Pointing dataset records
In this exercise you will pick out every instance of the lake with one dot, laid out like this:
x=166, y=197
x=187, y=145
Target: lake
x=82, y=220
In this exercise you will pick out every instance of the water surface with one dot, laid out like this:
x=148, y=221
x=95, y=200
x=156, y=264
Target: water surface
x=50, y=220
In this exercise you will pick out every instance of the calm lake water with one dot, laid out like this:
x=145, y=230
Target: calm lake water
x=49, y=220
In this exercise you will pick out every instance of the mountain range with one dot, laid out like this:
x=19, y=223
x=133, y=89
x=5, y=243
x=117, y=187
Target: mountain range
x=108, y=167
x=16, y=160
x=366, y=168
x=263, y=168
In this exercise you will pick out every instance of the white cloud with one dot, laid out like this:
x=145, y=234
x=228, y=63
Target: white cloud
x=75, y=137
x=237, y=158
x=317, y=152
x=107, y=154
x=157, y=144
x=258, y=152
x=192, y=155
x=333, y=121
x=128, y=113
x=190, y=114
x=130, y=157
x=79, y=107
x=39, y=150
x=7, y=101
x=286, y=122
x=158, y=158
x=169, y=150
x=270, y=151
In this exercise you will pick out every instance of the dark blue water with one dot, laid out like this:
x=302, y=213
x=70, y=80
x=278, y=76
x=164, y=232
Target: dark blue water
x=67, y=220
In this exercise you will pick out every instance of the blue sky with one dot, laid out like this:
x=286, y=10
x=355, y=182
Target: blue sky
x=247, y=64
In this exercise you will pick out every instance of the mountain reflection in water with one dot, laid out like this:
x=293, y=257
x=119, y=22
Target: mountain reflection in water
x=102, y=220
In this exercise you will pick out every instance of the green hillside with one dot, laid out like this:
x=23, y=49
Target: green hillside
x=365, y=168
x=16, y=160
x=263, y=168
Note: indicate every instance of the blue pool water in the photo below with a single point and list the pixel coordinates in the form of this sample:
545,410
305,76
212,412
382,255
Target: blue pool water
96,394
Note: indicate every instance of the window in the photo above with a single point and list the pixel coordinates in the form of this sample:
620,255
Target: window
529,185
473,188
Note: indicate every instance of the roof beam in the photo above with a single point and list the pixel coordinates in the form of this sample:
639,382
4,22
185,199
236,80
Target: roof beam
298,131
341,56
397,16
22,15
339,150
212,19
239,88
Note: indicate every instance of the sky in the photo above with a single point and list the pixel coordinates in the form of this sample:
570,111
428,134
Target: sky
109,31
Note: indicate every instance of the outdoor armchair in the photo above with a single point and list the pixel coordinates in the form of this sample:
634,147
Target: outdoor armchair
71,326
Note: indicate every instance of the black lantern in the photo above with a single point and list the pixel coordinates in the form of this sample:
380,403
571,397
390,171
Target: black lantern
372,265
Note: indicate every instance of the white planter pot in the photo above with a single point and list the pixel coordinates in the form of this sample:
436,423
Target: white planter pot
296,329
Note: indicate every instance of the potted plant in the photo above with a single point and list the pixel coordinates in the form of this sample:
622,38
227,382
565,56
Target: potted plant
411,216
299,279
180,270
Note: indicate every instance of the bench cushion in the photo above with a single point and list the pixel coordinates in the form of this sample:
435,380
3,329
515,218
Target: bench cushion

*Task*
Reproduce the records above word for word, without changing anything.

*Response for this exercise*
In this exercise you will pick out every instance of the lake with one dot, laid out like this:
x=166, y=197
x=187, y=145
Target: lake
x=82, y=220
In this exercise you will pick out every instance of the water surface with one dot, laid out like this:
x=148, y=221
x=95, y=200
x=156, y=264
Target: water surface
x=50, y=220
In this exercise you will pick out every instance of the calm lake water with one dot, laid out like this:
x=145, y=230
Target: calm lake water
x=49, y=220
In this exercise you will pick out every instance of the mountain range with one dot, laid out like this:
x=19, y=223
x=133, y=89
x=5, y=243
x=117, y=187
Target: mountain range
x=108, y=167
x=16, y=160
x=366, y=168
x=263, y=168
In this exercise you will pick out every instance of the white cloud with one dot, laid out like this:
x=145, y=234
x=228, y=63
Target: white cloud
x=75, y=137
x=237, y=158
x=317, y=152
x=107, y=154
x=157, y=144
x=258, y=152
x=192, y=155
x=333, y=121
x=128, y=113
x=190, y=114
x=130, y=157
x=79, y=107
x=39, y=150
x=7, y=101
x=286, y=122
x=158, y=158
x=169, y=150
x=270, y=151
In this exercise you will pick out every instance of the dark blue water with one dot, laid out like this:
x=302, y=213
x=70, y=80
x=278, y=76
x=164, y=232
Target: dark blue water
x=67, y=220
In this exercise you will pick out every instance of the blue sky with one dot, laid out like this:
x=286, y=10
x=355, y=182
Target: blue sky
x=247, y=64
In this exercise you will pick out every instance of the mountain reflection in water with one dot, laid out like this:
x=293, y=257
x=119, y=22
Target: mountain reflection in water
x=102, y=220
In this exercise you will pick out every instance of the green hillside with one dot, laid out like this:
x=23, y=49
Target: green hillside
x=365, y=168
x=16, y=160
x=263, y=168
Note: indicate every instance of the blue pool water in the photo below with a single point and list the pixel coordinates in the form of this sample:
545,410
305,76
212,412
382,255
Target: blue pool water
96,394
Note: indicate every instance of the window in the photo above with a single point and list the pixel coordinates in the form of this sample:
620,255
Target: window
529,185
473,188
Note: indicate every instance of the roof beam in the photo above with a single point and list the pixel coordinates in the form of this sample:
639,382
4,22
185,199
236,80
Target: roof beam
298,131
341,56
397,16
22,15
339,150
212,19
239,88
Note: indicate every instance of the sky in the photo above with a single point and list the pixel coordinates in the form of this sample:
570,111
428,134
Target: sky
109,31
Note: indicate every instance of the outdoor armchair in the photo above with a single point and list the pixel coordinates in the form of this sample:
634,147
Target: outdoor armchair
71,326
Note: indicate every instance of the black lantern in the photo above with a single point and list the pixel coordinates in the form of this sample:
380,403
571,397
390,171
Target: black lantern
372,265
Note: indicate every instance of the white planter pot in the photo above with a single point and list the pixel coordinates in the form of this sample:
436,423
Target: white planter pot
296,329
Note: indicate every instance of the potted plant in the photo above with a single point and list the pixel coordinates in the form of this sample:
622,38
227,382
565,56
Target: potted plant
411,216
299,279
180,270
Note: indicate every instance of the bench cushion in the photo above with a single point and list the pixel coordinates in the form of this sample:
435,380
3,329
515,218
Target: bench cushion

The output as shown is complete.